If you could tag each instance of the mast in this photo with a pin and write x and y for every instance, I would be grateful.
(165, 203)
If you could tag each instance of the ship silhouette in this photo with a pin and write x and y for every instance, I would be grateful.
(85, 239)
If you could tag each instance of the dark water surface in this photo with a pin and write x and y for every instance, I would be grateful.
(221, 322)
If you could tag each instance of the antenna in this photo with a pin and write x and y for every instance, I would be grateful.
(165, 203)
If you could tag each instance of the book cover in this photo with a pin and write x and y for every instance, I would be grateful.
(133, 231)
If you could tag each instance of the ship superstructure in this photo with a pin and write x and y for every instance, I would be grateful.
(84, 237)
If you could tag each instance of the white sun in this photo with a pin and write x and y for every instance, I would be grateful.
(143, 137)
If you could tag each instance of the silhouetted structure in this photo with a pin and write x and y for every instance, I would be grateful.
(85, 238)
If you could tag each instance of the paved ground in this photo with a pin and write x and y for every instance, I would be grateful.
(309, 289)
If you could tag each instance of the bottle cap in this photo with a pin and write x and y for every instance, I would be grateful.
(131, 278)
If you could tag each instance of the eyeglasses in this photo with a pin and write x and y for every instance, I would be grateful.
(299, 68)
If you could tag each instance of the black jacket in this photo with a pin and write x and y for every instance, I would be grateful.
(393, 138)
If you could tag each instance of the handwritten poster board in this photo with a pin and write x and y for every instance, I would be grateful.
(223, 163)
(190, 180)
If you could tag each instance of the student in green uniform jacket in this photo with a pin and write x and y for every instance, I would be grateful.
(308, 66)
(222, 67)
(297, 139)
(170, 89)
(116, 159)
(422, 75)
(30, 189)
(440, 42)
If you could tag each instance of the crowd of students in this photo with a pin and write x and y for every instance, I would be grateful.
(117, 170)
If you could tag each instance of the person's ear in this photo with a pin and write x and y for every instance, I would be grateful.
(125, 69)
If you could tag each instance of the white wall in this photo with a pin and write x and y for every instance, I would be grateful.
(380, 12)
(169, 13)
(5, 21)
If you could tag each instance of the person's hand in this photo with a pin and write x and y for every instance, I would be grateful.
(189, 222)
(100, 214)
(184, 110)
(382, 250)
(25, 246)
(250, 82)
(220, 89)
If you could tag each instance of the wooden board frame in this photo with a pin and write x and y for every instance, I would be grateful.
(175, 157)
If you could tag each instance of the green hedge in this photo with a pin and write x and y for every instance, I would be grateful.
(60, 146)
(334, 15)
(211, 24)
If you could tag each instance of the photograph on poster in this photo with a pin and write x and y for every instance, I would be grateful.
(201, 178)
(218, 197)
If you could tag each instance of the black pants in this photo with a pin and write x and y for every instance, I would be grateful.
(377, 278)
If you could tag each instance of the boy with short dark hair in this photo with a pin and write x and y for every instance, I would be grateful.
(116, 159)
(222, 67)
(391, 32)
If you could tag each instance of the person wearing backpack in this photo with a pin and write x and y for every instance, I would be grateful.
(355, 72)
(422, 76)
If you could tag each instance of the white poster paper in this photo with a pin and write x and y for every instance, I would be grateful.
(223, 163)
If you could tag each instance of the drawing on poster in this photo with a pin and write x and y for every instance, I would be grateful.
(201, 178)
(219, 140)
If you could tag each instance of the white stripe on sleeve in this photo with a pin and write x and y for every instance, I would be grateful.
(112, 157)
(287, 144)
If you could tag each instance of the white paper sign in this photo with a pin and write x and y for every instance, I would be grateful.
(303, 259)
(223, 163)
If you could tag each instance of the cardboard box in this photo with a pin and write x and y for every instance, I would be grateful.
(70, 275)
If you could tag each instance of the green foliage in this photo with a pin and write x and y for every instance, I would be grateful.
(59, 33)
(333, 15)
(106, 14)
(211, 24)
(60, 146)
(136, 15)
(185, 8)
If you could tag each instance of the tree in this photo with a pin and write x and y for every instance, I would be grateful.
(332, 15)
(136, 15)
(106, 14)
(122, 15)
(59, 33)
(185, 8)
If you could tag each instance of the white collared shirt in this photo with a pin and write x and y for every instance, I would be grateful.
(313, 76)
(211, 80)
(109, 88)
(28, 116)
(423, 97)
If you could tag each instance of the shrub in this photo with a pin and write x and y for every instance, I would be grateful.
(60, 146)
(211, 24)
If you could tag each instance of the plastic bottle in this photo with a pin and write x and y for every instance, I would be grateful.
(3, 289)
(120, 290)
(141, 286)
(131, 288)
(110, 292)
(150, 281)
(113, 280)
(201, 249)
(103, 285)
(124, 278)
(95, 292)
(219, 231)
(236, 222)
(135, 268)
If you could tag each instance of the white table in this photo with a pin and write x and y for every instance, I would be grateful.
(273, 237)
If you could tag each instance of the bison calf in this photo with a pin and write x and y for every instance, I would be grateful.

* * *

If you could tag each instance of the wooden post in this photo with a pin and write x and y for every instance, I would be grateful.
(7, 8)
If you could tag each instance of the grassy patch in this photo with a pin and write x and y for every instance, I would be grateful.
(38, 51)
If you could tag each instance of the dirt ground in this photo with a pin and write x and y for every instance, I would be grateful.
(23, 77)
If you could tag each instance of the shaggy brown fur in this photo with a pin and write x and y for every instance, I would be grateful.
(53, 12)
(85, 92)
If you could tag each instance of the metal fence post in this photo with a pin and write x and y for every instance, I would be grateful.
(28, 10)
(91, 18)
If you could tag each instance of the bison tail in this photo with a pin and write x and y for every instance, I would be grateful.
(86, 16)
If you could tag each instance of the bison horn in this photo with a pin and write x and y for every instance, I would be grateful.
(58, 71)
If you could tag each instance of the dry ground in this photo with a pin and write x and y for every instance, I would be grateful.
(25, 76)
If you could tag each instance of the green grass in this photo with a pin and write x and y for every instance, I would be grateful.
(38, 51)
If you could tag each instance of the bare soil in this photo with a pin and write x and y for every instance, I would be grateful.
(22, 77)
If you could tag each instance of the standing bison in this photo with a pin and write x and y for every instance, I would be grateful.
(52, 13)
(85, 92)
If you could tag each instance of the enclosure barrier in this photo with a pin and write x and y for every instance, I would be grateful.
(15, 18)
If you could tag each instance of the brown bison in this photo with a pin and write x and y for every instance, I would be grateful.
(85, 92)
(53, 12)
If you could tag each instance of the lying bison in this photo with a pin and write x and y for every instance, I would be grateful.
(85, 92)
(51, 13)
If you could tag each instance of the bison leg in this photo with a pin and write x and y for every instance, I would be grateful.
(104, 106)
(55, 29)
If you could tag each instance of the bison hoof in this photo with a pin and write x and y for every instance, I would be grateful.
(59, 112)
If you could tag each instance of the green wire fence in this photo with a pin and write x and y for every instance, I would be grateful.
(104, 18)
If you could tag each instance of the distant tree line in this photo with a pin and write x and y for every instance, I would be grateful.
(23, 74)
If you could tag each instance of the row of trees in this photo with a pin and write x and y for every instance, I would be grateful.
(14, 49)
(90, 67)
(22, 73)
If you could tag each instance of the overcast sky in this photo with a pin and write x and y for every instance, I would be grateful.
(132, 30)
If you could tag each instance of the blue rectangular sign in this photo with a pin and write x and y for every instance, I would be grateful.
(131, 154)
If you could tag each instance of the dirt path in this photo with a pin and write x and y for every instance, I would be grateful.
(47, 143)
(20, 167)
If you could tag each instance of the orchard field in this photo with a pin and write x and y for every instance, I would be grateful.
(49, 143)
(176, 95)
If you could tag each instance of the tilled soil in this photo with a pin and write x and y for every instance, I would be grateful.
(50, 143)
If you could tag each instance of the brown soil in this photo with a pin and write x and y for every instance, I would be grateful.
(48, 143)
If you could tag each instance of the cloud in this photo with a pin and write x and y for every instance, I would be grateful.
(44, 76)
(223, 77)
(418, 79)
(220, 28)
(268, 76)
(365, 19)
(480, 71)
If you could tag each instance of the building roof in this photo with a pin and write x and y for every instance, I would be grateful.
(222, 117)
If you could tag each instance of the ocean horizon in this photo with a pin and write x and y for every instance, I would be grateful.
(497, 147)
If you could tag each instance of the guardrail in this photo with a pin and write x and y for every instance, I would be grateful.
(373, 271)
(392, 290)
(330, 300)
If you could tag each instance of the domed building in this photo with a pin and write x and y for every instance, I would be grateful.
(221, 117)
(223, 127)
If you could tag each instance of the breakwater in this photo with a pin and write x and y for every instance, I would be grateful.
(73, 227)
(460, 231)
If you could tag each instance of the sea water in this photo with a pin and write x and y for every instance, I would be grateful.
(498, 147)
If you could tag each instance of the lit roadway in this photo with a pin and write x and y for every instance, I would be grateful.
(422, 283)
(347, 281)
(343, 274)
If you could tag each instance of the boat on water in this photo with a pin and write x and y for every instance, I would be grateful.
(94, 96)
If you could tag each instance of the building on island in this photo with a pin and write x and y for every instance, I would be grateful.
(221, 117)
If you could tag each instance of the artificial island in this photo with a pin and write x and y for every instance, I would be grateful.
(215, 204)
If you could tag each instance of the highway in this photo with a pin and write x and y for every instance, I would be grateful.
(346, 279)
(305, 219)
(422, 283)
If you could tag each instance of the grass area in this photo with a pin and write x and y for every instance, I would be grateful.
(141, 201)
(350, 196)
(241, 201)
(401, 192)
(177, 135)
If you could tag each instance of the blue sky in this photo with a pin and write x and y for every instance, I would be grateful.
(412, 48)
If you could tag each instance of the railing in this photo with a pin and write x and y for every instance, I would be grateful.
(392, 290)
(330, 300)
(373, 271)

ASSIGNMENT: Reprint exactly the lines above that start at the one with "If you could tag each instance of the white table" and end at the one with "If you could tag each instance of the bison calf", keeping both and adding none.

SOLUTION BELOW:
If you could tag each instance of the white table in this photo with a pin and write x and y for every instance, I would be grateful.
(273, 237)
If you could tag each instance of the bison calf in this photo with a pin and write x and y for every instance, I would be grateful.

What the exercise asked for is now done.